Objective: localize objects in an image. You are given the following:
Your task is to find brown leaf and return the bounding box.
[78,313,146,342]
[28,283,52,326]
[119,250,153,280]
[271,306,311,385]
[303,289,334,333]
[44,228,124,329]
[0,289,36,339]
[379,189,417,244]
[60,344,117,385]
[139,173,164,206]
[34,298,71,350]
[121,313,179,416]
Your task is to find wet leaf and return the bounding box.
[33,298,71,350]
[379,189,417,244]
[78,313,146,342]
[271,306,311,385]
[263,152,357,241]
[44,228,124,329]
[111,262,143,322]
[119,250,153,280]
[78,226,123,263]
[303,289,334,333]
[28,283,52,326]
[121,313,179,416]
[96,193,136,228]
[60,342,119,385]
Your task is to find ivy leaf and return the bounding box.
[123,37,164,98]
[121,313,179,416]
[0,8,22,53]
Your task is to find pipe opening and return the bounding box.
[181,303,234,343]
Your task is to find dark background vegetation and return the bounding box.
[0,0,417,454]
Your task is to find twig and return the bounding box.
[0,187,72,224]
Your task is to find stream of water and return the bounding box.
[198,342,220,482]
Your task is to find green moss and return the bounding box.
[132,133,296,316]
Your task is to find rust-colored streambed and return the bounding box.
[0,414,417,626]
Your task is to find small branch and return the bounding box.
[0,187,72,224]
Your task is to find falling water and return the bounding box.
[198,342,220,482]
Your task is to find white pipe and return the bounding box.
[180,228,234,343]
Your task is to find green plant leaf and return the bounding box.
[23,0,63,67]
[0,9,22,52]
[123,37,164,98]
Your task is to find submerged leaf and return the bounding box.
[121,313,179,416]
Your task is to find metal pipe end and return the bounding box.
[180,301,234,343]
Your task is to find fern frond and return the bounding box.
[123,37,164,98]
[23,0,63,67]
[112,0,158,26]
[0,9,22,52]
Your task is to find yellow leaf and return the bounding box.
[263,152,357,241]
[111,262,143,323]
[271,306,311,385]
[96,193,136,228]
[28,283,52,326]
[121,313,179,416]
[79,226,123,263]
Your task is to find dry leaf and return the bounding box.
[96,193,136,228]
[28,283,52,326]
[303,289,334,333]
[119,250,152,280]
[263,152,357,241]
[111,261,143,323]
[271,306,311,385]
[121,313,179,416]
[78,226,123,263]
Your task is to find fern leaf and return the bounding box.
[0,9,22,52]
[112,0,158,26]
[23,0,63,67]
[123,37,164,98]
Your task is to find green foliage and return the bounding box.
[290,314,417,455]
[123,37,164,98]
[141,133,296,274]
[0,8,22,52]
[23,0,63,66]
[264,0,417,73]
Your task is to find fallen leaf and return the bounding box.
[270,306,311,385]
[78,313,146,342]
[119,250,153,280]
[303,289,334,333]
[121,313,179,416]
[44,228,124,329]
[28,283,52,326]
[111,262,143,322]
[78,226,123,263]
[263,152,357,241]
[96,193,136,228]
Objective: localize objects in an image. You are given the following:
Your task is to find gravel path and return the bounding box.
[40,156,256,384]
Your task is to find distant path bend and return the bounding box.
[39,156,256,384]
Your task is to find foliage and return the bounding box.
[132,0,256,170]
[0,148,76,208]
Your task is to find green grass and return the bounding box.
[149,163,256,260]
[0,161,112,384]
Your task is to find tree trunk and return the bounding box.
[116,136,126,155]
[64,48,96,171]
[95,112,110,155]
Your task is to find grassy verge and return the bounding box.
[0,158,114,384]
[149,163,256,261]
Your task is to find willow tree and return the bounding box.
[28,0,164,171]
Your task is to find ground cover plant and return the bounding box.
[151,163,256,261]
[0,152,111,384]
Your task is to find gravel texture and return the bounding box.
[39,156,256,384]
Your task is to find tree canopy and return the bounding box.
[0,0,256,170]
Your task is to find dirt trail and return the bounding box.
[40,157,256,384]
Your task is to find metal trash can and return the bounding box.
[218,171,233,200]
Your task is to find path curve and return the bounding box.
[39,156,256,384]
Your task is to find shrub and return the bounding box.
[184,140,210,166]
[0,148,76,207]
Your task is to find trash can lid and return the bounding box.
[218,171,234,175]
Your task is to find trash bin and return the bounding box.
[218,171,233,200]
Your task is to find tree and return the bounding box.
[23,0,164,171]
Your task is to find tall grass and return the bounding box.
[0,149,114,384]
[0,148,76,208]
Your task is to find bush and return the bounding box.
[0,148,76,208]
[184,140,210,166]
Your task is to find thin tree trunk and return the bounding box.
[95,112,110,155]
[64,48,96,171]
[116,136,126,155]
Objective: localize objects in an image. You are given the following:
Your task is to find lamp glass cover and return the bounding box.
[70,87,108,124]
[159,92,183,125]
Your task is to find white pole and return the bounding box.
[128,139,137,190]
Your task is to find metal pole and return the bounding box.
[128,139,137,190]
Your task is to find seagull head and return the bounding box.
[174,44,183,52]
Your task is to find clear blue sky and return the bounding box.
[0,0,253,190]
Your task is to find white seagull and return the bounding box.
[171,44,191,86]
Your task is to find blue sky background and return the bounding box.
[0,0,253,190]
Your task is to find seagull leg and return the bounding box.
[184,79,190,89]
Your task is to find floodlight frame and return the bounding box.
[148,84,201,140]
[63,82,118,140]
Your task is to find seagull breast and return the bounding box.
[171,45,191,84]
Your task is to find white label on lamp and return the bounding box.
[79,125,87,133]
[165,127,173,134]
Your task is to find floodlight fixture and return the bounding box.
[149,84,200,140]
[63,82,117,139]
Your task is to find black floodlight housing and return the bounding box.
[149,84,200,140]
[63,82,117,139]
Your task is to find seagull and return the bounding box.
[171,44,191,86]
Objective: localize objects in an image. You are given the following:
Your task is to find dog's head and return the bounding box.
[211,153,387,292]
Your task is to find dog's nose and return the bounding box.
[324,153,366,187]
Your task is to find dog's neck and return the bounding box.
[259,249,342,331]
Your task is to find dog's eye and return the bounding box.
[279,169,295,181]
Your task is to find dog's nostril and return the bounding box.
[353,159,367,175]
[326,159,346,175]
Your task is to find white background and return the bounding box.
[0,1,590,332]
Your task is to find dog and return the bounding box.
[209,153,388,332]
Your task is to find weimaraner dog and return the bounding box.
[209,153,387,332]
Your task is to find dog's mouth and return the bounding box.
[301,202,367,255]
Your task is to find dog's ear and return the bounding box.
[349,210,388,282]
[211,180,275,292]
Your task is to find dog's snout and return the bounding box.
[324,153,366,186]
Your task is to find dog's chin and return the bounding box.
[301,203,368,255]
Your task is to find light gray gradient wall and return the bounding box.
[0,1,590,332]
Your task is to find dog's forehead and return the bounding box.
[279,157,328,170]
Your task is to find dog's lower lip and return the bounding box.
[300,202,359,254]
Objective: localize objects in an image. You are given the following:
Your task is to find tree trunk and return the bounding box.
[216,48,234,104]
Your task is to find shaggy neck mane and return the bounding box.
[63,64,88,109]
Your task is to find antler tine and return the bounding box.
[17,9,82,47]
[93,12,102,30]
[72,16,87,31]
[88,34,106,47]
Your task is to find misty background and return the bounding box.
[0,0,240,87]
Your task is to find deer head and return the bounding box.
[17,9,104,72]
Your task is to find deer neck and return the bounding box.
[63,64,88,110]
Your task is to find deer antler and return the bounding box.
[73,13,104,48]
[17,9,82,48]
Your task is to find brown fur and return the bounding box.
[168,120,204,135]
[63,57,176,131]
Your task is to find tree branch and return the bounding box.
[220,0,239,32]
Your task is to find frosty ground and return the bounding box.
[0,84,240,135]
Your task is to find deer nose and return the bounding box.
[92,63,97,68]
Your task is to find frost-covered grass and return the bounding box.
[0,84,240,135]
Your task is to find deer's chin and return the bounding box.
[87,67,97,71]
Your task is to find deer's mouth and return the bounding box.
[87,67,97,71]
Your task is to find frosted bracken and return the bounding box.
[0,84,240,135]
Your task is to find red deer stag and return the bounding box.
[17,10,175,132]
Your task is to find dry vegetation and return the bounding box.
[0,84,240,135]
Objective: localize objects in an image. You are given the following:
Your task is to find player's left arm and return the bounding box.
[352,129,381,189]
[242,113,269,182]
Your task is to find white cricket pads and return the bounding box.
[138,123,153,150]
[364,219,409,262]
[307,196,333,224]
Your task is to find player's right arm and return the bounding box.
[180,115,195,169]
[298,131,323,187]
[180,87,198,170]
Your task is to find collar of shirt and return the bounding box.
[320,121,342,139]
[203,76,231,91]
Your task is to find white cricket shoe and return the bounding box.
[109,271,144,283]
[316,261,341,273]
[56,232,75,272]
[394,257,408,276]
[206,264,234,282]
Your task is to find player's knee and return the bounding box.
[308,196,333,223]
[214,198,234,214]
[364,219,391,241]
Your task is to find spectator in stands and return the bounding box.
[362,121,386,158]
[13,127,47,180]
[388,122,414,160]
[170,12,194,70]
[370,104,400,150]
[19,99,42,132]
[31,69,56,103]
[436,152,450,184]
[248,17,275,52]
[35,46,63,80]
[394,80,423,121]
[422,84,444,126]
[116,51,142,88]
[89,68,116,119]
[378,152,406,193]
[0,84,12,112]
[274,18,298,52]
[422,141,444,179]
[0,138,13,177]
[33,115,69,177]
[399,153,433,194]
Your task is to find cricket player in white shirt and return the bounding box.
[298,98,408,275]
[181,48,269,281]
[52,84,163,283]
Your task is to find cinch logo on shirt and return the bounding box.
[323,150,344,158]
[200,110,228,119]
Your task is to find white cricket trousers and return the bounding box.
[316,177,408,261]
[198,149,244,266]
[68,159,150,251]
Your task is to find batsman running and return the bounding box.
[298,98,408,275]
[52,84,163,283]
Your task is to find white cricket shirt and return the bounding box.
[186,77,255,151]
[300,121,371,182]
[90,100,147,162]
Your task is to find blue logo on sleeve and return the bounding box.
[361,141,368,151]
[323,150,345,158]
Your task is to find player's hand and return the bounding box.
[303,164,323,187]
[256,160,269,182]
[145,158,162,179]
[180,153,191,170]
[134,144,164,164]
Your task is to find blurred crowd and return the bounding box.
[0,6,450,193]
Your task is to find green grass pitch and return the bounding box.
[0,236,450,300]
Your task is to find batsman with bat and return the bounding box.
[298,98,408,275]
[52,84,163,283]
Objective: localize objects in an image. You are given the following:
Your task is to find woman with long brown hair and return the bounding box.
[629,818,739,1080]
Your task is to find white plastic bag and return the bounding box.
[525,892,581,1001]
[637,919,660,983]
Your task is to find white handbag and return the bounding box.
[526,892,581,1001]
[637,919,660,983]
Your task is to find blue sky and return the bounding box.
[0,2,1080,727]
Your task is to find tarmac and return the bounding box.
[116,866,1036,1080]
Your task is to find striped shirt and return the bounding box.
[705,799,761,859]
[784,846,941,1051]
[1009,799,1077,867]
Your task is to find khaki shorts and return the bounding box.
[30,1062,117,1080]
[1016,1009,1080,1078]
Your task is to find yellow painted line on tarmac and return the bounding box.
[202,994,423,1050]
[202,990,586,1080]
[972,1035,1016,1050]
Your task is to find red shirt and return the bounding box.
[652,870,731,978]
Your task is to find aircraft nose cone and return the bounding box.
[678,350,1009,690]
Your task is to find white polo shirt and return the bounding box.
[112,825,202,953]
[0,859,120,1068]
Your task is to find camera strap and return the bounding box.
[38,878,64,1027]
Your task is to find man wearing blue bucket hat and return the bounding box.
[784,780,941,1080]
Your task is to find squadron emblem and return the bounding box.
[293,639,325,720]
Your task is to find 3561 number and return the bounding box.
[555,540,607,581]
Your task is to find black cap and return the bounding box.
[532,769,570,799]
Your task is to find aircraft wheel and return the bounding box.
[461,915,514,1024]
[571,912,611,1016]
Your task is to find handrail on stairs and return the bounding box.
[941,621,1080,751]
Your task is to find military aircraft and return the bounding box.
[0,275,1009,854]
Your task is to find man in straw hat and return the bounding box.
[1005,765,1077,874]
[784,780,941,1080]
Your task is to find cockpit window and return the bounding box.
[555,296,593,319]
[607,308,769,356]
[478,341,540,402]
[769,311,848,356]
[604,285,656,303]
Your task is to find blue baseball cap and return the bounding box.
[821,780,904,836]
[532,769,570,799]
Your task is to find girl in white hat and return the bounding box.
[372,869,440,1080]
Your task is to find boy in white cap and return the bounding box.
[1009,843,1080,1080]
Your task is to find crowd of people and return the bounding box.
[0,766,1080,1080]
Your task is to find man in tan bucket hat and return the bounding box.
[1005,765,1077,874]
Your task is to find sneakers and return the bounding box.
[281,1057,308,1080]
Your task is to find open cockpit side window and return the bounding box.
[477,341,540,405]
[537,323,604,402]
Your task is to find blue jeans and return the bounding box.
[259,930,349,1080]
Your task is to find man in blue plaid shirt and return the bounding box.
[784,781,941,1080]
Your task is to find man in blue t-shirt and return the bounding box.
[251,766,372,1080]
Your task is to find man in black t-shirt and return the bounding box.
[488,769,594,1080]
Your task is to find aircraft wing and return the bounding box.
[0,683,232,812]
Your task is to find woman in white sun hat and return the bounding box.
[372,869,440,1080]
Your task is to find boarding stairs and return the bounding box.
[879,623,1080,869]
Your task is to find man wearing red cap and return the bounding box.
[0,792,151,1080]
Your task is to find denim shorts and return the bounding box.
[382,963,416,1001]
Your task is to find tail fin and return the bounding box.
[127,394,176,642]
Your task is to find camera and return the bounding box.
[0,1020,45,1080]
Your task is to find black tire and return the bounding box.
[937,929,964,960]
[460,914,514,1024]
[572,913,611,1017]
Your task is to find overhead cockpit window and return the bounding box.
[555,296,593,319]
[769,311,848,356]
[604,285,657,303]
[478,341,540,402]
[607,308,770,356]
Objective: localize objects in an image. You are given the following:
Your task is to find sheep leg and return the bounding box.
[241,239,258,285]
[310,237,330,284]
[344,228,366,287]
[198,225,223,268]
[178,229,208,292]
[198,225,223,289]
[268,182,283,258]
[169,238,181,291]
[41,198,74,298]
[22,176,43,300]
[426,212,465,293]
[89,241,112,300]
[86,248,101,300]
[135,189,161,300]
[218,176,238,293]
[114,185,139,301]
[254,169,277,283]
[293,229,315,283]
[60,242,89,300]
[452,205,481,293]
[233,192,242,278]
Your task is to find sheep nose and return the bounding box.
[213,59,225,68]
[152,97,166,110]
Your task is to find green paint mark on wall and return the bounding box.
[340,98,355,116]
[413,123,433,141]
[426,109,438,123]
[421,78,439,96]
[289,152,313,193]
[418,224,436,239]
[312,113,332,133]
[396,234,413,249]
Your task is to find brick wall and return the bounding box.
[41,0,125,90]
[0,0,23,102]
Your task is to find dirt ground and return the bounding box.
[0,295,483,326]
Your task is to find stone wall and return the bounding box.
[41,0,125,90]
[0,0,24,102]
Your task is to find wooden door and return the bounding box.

+--

Written exercise: Rewrite the part of the lines above that opens with the line containing "Your task is to find crowd" and closes with the one containing "[152,97,166,110]", both included. Change only the bounding box coordinates: multiply each by 0.55 and round to a whole number, with halves rounding up.

Written reply:
Your task is to find crowd of people and return the bounding box.
[0,421,594,594]
Your task is to find man in tan bucket hat and return the bounding box.
[553,421,592,481]
Your task is to find sneakers and return the bounding box.
[155,581,169,594]
Your task is to find open cockpit side window and return the bounding box.
[262,188,297,223]
[295,178,332,221]
Your task is to find blue jeans and return the bounding box.
[142,512,192,594]
Your task is to find man in blue plaid shirt and return the bounding box.
[431,430,518,594]
Your task is to find man in blue t-shirt and return the bounding box.
[138,421,205,594]
Your task is to find man in black t-shirt and return the bounding box.
[268,423,327,594]
Your task is to find aircraft wing and return the bounding box.
[0,376,128,447]
Your task is to find woman in white sun hat and return the bounding box.
[205,478,242,594]
Your task is to find boarding stairs and return the bounding box.
[483,343,594,478]
Your task is to find man wearing red cap and return the bounding box.
[0,436,83,594]
Your task is to find denim shorts and return the bounding box.
[210,530,229,551]
Your task is to find tail fin and return the bounding box.
[70,217,97,353]
Your task is to find camera and return the bounding box.
[0,561,25,594]
Your task is to find black tire and return the bounding box.
[515,511,530,528]
[253,503,283,563]
[315,502,336,559]
Your task is to find overhead cockpit window and return the bounding box.
[305,163,326,175]
[423,171,466,196]
[332,157,361,167]
[263,188,297,221]
[334,169,424,196]
Objective: localize objects in an image. You are given the following:
Your task is to find sheep leg and return the bounding box.
[133,131,142,157]
[171,130,182,156]
[189,125,201,158]
[109,124,123,147]
[98,126,114,161]
[109,124,123,159]
[147,100,156,142]
[93,131,100,160]
[23,109,41,164]
[12,97,24,165]
[234,117,256,161]
[49,133,62,165]
[47,136,56,165]
[74,104,89,165]
[120,97,131,161]
[63,102,76,166]
[140,93,152,156]
[161,126,173,156]
[33,133,49,165]
[249,113,265,161]
[128,106,133,153]
Your task is to find sheep nose and return the bounding box.
[117,32,124,37]
[84,53,91,61]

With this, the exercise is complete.